### Supplied records

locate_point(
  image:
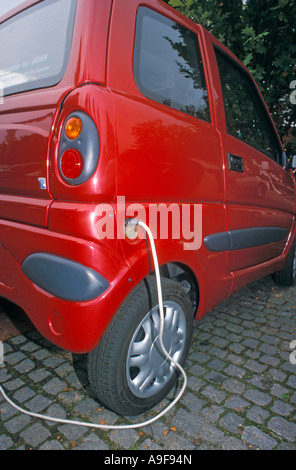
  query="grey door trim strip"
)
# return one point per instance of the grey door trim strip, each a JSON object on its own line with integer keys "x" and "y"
{"x": 244, "y": 238}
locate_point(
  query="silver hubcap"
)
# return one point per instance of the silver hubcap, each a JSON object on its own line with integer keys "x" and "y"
{"x": 147, "y": 368}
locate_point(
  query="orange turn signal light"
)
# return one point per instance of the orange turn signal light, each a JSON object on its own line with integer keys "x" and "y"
{"x": 73, "y": 128}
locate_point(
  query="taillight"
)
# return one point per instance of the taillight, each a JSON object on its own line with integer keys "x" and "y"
{"x": 73, "y": 128}
{"x": 79, "y": 149}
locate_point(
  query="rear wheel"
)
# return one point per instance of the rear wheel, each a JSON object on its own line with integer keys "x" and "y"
{"x": 128, "y": 371}
{"x": 287, "y": 276}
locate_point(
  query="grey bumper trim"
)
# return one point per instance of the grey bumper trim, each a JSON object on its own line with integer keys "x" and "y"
{"x": 64, "y": 278}
{"x": 244, "y": 238}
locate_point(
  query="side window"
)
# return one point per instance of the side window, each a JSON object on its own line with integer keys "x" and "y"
{"x": 35, "y": 46}
{"x": 168, "y": 66}
{"x": 246, "y": 116}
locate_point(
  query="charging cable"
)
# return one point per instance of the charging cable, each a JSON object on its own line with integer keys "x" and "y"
{"x": 129, "y": 223}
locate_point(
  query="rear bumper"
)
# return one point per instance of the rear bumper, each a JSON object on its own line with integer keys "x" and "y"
{"x": 70, "y": 298}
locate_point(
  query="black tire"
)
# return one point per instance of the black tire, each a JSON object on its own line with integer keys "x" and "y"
{"x": 287, "y": 276}
{"x": 120, "y": 363}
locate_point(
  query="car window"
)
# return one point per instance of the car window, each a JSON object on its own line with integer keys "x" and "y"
{"x": 35, "y": 46}
{"x": 167, "y": 64}
{"x": 246, "y": 116}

######

## Your instructions
In the entries above, find the lines containing the word "query" and say how many there are, with no other words.

## Answer to this exercise
11